(Items from a data source)
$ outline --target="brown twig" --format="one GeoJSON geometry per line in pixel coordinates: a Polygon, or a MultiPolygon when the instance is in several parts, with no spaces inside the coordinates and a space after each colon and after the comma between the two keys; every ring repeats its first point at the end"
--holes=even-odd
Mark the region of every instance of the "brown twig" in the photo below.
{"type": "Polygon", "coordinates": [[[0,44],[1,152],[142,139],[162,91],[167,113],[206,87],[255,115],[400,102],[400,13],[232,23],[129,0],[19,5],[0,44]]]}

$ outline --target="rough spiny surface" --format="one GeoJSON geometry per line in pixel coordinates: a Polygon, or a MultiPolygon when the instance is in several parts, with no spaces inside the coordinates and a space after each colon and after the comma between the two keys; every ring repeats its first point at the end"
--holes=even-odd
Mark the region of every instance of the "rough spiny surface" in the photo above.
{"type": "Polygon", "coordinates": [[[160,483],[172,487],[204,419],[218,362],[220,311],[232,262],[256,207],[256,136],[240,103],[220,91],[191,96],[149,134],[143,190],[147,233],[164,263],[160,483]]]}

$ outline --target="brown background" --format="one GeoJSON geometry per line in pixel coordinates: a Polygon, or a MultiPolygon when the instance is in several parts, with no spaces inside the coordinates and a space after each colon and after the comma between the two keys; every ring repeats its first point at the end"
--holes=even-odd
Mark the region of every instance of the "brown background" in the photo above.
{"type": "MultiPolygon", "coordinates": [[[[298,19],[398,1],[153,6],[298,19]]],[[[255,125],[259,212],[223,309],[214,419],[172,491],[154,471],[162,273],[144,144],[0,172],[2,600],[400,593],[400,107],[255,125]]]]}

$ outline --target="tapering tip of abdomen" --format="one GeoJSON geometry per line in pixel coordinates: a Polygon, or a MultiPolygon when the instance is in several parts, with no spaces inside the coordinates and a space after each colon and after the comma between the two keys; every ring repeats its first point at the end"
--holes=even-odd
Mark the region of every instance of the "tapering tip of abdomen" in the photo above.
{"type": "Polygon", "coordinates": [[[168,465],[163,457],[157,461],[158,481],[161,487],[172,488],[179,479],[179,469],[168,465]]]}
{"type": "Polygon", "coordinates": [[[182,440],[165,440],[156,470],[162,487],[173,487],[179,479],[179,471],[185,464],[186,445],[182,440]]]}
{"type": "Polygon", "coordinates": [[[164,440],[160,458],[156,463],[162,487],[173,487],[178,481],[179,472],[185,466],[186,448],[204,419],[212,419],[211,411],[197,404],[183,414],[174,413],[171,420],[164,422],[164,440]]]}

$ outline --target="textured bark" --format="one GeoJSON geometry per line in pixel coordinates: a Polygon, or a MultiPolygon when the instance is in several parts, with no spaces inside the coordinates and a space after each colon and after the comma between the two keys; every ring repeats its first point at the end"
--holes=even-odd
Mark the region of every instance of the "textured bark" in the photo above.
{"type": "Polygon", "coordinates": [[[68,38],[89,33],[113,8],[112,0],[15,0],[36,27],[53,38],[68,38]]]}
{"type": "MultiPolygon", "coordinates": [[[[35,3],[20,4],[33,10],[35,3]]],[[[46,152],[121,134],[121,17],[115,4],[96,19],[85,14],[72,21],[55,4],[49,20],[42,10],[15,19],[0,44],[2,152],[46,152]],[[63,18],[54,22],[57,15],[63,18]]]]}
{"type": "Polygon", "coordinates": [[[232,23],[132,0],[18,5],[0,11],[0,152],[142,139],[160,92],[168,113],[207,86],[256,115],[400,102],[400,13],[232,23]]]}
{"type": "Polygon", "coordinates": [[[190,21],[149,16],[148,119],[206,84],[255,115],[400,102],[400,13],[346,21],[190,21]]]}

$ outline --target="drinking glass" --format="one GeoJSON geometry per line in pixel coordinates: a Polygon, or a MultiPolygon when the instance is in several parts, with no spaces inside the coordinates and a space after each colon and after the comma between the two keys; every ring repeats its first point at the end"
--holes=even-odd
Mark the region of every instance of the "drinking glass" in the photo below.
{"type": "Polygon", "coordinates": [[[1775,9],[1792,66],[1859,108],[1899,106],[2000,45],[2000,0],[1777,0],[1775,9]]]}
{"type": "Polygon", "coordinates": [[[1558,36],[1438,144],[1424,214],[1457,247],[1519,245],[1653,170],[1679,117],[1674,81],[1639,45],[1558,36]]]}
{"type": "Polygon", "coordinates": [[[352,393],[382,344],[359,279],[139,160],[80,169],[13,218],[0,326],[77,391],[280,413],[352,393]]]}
==
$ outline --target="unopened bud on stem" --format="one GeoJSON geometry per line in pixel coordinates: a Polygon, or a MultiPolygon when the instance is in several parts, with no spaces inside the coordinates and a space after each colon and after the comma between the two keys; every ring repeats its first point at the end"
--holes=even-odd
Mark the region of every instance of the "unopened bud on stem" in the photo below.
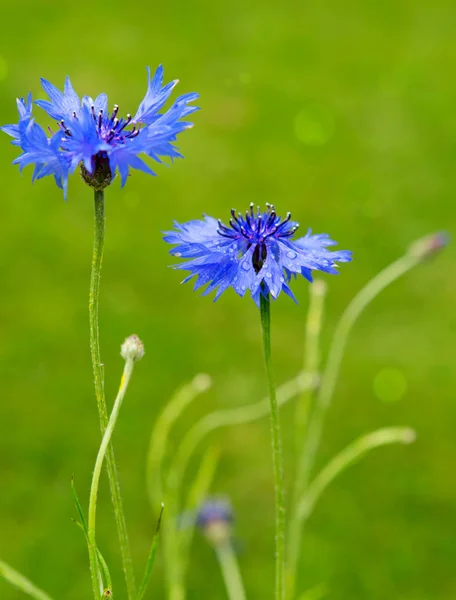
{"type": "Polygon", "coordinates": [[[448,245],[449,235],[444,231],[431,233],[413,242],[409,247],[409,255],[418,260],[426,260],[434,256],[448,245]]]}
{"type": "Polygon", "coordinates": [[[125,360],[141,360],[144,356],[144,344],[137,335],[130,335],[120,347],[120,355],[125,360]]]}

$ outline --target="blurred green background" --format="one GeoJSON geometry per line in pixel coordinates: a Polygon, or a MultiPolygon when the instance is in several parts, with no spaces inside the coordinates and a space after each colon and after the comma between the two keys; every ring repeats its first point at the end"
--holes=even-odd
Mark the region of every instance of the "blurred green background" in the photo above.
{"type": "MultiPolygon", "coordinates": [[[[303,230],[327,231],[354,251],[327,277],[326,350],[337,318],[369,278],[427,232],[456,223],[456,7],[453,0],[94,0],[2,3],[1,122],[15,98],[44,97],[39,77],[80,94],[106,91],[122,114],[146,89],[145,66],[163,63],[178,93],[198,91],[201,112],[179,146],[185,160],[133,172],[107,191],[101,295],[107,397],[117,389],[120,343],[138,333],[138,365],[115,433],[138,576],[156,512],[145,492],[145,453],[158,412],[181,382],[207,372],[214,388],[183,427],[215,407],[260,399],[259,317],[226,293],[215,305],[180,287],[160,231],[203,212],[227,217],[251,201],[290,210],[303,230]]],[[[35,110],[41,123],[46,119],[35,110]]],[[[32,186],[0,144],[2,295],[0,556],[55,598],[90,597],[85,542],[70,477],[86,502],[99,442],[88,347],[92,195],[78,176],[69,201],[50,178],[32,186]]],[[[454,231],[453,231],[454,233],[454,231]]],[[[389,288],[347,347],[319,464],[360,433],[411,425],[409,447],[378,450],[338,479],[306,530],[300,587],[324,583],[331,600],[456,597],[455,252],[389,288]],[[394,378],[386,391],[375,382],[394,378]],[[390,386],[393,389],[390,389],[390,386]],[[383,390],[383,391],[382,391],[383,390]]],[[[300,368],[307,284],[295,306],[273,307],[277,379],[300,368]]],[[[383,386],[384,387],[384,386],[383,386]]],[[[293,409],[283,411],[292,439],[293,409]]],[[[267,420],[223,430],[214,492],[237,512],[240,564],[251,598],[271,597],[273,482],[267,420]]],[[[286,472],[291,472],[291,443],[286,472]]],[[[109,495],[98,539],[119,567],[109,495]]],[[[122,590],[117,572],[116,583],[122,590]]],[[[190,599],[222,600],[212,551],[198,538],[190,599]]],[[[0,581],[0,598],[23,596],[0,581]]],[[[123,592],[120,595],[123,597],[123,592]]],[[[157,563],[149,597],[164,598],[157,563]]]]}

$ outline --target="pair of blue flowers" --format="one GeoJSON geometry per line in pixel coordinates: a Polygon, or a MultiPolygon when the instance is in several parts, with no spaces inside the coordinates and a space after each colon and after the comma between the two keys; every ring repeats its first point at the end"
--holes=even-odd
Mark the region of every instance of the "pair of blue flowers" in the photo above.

:: Aim of the task ::
Copy each line from the data that features the string "pair".

:: Result of the exercise ::
$ outline --target="pair of blue flowers" --format="one GeoJSON geometry per line in pixel coordinates: a Polygon, or a MultiPolygon when the instance is in several parts, with no spaces inside the coordinates and a space after each colon and after the comma between the two keys; every ring repeats its first point at the end"
Mark the region of every instance of the "pair of blue flowers" in the photo above.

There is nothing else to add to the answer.